1996 beschlossen die Vereinten Nationen mit UNAIDS ein Programm zur Bündelung internationaler Maßnahmen im Kampf gegen die HIV-Epidemie. Auf der im Sommer 1996 abgehaltenen
elften Welt-Aids-Konferenz in Vancouver wurde die Ära der sogenannten antiretroviralen Kombinationstherapie eingeläutet. Mit ihr begann das Wunder, denn durch die „Highly Active Antiretroviral Therapy" (HAART), bei der mindestens drei antivirale Wirkstoffe gleichzeitig zum Einsatz kommen, konnten die Todesraten deutlich gesenkt werden. Eine Heilung ist damit zwar nicht möglich, aber seitdem für viele Betroffene immerhin ein erträgliches Leben mit Aids.
Laut UNAIDS hatte die Epidemie ihre Höhepunkte in den Jahren 1997 mit 2,9 Millionen Neuinfektionen und 2004 mit 1,7 Millionen Aids-Toten, wobei Tuberkulose mit 30 Prozent unter Aidskranken die häufigste Todesursache ist. 2009 war die Zahl der Infizierten erstmals seit Ausbruch der Epidemie in den 80ern zurückgegangen. Die UN sahen die Wende zum Besseren eingeleitet und setzten sich 2014 das ambitionierte Ziel, die Ausbreitung des HI-Virus bis 2030 zu beenden. Kurzfristig wurde das Vorhaben ausgegeben, die Zahl der Todesfälle bis 2020 unter 500.000 zu senken und möglichst in jedem Land die 90-90-90-Ziele zu erreichen: 90 Prozent der Menschen mit HIV sollen von ihrer Infektion wissen, 90 Prozent davon sollen Medikamente erhalten, 90 Prozent davon sollen unter der HIV-Nachweisgrenze sein (zwar HIV-positiv, aber Virus im Blut nicht mehr nachweisbar und daher auch nicht mehr übertragbar).

Gesammelte Dateneinträge
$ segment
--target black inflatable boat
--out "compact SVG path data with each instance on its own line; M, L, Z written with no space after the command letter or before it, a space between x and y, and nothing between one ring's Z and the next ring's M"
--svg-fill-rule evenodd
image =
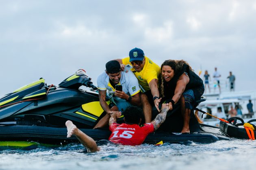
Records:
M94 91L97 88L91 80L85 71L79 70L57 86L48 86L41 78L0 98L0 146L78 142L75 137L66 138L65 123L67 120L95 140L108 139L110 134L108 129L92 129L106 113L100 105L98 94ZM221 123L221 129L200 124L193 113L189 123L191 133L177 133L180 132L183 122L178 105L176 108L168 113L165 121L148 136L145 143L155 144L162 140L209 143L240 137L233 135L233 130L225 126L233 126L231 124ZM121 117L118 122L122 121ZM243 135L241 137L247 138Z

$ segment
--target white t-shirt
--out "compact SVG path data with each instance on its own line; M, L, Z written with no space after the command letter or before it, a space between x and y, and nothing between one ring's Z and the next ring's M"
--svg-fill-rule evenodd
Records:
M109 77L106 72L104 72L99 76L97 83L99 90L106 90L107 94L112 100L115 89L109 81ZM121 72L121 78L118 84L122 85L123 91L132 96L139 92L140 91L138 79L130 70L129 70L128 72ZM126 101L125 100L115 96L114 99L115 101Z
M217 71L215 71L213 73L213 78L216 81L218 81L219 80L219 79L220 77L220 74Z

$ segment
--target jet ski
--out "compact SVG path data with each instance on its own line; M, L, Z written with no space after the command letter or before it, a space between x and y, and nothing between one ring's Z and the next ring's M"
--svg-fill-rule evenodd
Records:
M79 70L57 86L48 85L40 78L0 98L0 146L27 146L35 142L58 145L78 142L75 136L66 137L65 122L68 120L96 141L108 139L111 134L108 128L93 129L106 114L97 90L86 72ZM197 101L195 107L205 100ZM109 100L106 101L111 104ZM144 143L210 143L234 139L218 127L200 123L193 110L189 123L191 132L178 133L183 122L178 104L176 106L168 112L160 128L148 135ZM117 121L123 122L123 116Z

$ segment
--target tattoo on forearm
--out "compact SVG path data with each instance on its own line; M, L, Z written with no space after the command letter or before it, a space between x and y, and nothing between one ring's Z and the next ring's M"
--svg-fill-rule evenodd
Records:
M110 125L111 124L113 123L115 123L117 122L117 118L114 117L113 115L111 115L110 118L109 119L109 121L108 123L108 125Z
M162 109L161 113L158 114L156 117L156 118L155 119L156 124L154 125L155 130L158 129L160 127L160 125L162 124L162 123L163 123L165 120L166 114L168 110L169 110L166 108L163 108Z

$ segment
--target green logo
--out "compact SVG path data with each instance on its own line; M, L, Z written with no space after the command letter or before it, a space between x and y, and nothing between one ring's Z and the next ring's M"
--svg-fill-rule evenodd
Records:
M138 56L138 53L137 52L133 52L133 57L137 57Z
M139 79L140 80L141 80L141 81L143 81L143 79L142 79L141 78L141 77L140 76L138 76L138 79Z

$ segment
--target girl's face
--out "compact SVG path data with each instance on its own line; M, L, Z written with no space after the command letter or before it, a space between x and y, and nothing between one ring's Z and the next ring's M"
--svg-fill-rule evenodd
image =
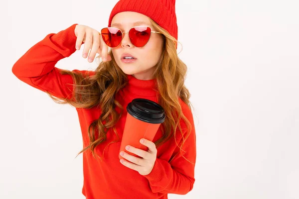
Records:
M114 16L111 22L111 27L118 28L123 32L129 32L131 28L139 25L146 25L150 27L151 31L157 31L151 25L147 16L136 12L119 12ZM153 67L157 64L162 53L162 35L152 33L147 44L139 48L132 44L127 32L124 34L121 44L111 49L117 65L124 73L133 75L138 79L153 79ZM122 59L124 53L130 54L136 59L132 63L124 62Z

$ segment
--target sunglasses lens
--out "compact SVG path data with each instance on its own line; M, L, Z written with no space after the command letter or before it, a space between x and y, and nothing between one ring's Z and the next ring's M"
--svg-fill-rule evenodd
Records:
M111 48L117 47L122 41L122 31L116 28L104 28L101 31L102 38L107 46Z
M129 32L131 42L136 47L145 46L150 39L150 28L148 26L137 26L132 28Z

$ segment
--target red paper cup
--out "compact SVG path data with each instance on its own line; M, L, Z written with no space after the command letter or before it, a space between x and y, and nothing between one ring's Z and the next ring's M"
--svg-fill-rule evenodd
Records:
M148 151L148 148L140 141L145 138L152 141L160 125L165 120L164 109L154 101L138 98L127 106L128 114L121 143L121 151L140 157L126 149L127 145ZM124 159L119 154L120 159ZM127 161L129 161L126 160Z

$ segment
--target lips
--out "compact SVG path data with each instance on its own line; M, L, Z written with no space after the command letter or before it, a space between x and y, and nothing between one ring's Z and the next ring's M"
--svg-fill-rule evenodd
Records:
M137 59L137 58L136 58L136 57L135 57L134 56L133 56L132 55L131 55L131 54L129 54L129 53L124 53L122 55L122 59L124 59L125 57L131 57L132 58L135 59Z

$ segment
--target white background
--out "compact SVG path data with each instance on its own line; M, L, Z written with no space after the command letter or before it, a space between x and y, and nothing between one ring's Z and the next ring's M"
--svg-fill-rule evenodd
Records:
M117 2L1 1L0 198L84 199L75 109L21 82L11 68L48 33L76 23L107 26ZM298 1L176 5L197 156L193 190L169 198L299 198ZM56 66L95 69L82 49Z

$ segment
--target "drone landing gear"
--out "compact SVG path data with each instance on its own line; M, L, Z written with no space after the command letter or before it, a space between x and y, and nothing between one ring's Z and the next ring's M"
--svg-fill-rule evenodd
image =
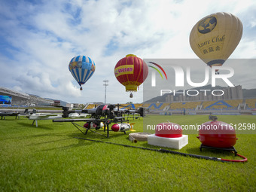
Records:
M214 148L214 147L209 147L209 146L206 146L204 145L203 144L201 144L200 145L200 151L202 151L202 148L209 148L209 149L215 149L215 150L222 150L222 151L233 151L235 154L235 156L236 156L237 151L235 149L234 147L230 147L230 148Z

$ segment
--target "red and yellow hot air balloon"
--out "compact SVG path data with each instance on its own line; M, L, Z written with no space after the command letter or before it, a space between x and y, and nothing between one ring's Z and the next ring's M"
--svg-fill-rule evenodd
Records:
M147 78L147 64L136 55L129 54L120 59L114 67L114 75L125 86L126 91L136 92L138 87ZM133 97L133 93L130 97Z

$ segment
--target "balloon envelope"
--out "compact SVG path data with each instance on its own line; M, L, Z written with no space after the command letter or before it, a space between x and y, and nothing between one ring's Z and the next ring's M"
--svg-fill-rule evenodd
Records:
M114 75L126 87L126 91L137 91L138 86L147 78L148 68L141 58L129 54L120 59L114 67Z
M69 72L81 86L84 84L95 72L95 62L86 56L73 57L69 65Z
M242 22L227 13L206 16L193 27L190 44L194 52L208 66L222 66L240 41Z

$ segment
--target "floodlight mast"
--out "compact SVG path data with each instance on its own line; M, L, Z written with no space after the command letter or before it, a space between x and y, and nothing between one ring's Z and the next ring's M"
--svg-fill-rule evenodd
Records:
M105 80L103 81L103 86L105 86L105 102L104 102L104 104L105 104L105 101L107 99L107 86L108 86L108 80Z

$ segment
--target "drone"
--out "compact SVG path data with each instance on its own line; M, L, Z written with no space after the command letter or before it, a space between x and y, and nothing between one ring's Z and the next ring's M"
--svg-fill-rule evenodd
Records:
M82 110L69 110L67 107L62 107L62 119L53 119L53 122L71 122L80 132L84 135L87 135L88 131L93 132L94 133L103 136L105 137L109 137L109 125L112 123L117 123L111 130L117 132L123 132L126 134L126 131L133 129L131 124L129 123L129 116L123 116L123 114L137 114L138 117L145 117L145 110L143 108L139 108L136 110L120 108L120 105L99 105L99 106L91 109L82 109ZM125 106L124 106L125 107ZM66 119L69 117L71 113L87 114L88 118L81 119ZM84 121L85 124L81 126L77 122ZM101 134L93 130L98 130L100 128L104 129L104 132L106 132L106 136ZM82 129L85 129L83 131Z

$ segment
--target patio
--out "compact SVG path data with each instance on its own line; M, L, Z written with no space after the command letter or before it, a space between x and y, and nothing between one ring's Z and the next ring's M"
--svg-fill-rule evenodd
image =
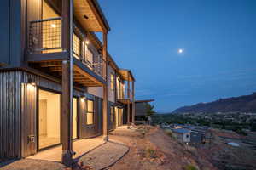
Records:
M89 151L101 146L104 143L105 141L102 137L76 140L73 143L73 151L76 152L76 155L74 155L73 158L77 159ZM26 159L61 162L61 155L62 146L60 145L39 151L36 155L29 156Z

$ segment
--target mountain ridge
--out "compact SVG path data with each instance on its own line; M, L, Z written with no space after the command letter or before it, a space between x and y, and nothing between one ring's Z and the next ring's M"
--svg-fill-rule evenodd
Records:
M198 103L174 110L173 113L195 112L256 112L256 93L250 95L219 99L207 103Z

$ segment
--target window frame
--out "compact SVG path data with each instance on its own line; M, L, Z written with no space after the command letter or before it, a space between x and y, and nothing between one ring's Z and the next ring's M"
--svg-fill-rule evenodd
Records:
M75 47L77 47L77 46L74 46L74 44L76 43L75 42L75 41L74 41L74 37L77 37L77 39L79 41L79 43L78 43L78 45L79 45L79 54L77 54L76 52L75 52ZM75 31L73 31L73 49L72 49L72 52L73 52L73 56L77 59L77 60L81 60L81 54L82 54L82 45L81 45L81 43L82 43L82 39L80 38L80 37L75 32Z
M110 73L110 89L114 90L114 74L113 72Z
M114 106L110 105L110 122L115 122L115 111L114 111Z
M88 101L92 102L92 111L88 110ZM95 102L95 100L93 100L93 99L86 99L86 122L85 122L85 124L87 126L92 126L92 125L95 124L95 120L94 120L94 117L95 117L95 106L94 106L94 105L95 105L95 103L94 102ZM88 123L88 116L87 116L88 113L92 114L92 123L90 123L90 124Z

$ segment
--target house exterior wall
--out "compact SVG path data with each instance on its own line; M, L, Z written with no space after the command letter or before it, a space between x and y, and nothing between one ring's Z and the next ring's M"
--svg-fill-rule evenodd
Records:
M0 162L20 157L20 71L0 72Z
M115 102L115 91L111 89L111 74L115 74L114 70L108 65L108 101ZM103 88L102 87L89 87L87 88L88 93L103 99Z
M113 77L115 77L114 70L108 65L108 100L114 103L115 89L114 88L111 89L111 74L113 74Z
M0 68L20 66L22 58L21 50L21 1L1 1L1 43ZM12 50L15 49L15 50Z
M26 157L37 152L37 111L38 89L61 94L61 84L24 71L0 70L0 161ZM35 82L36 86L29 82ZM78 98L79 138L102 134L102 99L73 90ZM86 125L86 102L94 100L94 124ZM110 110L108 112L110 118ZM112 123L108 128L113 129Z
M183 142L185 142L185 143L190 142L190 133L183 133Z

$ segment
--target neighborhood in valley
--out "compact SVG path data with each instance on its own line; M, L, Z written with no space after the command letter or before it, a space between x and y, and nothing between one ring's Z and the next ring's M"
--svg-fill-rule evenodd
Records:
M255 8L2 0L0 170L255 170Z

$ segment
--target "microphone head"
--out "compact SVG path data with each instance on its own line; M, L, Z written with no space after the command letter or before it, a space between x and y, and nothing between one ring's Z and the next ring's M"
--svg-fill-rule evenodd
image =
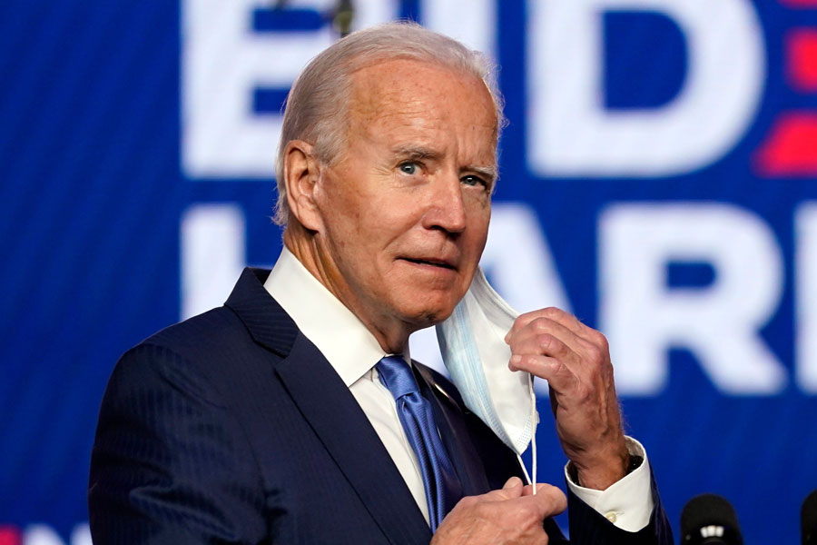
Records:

Anhand der Informationen:
1. Prüfen Sie, ob die Aussagen (a), (b) und (c) mit dem Text zur HIV-Epidemie übereinstimmen, und antworten Sie jeweils mit Ja oder Nein sowie den entscheidenden Textworten als wörtlichem Zitat. (a) Bei HAART werden mindestens drei antivirale Wirkstoffe gleichzeitig eingesetzt. (b) Die elfte Welt-Aids-Konferenz fand in Genf statt. (c) Laut UNAIDS lag der Höhepunkt der Aids-Todesfälle im Jahr 1997.
2. Führen Sie den Text zur HIV-Epidemie im Anschluss an seinen letzten Satz fort.
Die Datensätze haben mit dem Text zur HIV-Epidemie nichts zu tun.

Antworten je Aufgabe:
1.
(a) Ja: „bei der mindestens drei antivirale Wirkstoffe gleichzeitig zum Einsatz kommen"
(b) Nein: „elften Welt-Aids-Konferenz in Vancouver"
(c) Nein: „2004 mit 1,7 Millionen Aids-Toten"

2.
Keines dieser Ziele konnte trotz beachtlicher Erfolge bislang erreicht werden. Laut UNAIDS lag die Zahl der mit HIV-Infizierten 2018 bei 37,9 Millionen, von denen 23,3 Millionen in Therapie waren. Die Zahl der Neuinfektionen wurde mit 1,7 Millionen angegeben, die Zahl der Todesfälle mit 770.000. Ost- und Südafrika, wo allein 20,6 Millionen Infizierte leben, waren auch 2018 die am stärksten betroffenen Regionen. Dort erzielte Fortschritte wurden durch teils besorgniserregende Entwicklungen bei Neuinfektionen vor allem in Osteuropa, dem Nahen Osten, Nordafrika und Lateinamerika konterkariert. Die größten Infektions-Risikogruppen waren auch 2018 homosexuelle Männer und Drogenabhängige, weit vor Sex-Arbeitern und Personen, die Transgender sind.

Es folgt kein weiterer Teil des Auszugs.